§ Extracted text
I’ve realized what bothers me most about working seven on seven – no time to myself. I don’t get any alone time. There is always someone in the same space I am in. There is never a moment when I am not preparing to deal, in some capacity, with another person. All three hundred and sixty five days a year the best I can hope for is an hour, maybe, on the bike or on the hoof and even then I have to share the road (though there is sleep I suppose). My me time is at zero and has been for a year and a half. There was, for a brief instance, a flicker of hope when our son and daughter were thinking of spending Xmas in NYC. That plan got scrapped. Our son decided on New Year’s Eve and our daughter decided to stay home. Time to self still set to zero with no foreseeable change in the offing.
That doesn’t mean I don’t get to do some things I do enjoy like painting. Here are some recent sketches on Sennelier paper using Holbein watercolours.
I’m goin’ to rock this town Rockin’ it inside out
Look at me once
Look at me twice
Look at me again and there’s going to be a fight
Had a little fun with some modeling clay last night. This head took about two and a half hours. It’s funny though, like with painting, I really don’t notice time passing while I’m sculpting.
On the funny front our son came up with his Xmas wish list: he wants me to help offset the cost of a trip to NYC for Xmas with some friends. Then he got the bright idea that our daughter should go with him – which she liked. He said that he would help pay for her. I pointed out that in effect I would be paying for both of them under this model. I really need to get that third job. I finish work at 16:00 which means I could do a 17:00 – 23:00 shift at Tim Horton from Monday to Thursday. Something to look into.
Learning, learning, learning
Xmas is coming. This is most obvious due to the plethora of Cyber-Monday advertisements and the Black Friday advertisements on the web. Our daughter has only one Xmas wish this year which will set me back a little over $500.00 – a new phone. By new we are going to be going with an iPhone 6 two generations behind the current iPhone offering which is a $1500.00 phone. Our son got a new phone last year so this year it’s our daughters turn. He will get cash for Xmas this year because that’s all anyone at his age really wants unless he comes up with a list of some kind.
Still having fun with clay. I’m wondering if the clay use is going to have an impact on my drawing.
A few modeling clay experiments
Having fun with modeling clay. I’m planning on using modeling clay to create and light things or scenes I want to draw. Models will allow me to light them the way I want and see how the shadows would cast. The irony is that I have to be a decent sculptor to accomplish this. Who knew I’d enjoy it so much.

§ Provided data
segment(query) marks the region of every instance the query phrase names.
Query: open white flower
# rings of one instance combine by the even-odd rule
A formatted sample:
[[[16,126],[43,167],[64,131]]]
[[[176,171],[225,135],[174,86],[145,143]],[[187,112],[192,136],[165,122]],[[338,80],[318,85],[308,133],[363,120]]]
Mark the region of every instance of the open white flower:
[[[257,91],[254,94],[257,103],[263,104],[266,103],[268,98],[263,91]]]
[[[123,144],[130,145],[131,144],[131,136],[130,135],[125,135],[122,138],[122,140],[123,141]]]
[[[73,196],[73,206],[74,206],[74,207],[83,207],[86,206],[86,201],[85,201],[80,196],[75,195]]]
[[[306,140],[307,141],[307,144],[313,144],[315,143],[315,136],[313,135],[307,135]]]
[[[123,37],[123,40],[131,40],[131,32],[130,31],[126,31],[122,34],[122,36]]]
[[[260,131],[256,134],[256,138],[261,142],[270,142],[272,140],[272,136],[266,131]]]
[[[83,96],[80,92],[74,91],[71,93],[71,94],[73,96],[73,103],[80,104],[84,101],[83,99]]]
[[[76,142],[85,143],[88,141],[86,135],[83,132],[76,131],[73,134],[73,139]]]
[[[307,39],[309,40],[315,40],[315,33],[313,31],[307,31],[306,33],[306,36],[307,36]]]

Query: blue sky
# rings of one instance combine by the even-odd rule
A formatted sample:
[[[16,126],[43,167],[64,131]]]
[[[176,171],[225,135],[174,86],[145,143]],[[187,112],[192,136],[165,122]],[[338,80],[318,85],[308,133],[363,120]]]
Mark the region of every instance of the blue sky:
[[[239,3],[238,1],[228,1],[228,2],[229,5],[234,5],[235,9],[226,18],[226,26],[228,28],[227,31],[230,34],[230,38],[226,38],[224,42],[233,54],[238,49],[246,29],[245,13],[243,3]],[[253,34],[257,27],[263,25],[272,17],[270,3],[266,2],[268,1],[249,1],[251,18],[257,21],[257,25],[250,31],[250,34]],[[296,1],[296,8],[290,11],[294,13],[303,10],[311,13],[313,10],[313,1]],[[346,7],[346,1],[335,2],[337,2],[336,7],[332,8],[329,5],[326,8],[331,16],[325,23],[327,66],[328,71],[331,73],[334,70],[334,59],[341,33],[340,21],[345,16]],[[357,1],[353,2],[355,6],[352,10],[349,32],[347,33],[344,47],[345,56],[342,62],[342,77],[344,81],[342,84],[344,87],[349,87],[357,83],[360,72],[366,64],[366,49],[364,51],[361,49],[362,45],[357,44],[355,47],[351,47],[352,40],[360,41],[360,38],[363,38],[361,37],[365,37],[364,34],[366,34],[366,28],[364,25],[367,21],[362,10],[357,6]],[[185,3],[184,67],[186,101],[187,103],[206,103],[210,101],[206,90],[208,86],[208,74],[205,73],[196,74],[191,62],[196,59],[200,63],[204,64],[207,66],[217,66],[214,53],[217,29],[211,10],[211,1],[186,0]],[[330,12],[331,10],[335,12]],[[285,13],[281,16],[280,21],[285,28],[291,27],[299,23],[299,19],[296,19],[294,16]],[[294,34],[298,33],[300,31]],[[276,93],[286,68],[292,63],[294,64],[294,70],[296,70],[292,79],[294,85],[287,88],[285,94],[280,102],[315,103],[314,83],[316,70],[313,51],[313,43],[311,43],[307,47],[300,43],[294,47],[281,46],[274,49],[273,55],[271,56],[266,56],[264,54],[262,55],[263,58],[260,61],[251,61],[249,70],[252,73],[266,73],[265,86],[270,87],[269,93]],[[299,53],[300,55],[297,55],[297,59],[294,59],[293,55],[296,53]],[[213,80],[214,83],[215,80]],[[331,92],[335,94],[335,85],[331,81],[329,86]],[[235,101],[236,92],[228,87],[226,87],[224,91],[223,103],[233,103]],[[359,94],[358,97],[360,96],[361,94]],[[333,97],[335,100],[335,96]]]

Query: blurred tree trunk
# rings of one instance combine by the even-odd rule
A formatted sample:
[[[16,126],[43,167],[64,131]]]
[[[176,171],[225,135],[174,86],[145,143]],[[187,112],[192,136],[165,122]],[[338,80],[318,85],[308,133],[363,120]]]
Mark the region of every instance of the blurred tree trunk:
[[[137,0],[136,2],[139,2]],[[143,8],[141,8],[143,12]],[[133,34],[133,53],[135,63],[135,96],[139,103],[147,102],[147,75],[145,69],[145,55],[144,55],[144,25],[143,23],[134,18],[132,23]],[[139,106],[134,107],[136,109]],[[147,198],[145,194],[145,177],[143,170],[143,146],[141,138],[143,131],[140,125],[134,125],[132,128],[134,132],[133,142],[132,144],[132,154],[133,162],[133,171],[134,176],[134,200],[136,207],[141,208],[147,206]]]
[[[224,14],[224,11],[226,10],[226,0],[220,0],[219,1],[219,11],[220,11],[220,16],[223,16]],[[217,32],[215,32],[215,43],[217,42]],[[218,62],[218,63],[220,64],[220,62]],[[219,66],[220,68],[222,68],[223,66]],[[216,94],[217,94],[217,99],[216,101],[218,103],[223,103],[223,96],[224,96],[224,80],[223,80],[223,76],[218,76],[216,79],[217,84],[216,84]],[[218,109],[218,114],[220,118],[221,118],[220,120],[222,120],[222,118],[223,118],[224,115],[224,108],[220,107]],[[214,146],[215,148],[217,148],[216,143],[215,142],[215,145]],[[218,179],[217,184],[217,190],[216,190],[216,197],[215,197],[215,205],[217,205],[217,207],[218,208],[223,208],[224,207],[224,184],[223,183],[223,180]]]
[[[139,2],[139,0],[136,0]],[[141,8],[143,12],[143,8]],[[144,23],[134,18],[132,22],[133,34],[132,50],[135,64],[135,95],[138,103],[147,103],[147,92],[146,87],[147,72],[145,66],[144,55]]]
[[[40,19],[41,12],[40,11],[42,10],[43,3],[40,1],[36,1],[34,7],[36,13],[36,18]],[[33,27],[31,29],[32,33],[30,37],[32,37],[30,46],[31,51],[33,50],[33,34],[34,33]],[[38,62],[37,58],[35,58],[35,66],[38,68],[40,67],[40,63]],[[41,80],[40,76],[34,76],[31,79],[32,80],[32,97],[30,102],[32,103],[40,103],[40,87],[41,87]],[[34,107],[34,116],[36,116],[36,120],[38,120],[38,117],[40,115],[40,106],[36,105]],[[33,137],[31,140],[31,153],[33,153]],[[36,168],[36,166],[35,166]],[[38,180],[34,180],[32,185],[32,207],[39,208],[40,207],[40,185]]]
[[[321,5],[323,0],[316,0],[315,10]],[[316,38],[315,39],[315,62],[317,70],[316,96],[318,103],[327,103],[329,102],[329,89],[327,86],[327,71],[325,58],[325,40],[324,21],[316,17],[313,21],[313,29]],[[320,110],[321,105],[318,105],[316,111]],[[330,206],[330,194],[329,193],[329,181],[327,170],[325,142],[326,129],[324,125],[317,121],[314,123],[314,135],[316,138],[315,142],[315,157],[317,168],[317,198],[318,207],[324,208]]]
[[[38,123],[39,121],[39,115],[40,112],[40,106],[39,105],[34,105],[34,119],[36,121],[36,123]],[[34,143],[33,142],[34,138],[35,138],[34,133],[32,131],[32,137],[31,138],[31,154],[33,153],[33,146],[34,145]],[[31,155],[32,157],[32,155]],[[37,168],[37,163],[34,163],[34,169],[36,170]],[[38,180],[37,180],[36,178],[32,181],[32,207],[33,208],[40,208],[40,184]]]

§ Problem set
1. According to the blog post, why does the writer plan to make models from modeling clay? Answer in one to three sentences.
2. Find every line of the listing that contains the string "tree", treating case as significant.
The blog post and the listing are unrelated material.

§ Replies
1. The writer wants to use modeling clay to create and light things or scenes to draw. Models would let the writer light them as desired and see how the shadows would cast.

2.
Query: blurred tree trunk
Mark the region of every instance of the blurred tree trunk:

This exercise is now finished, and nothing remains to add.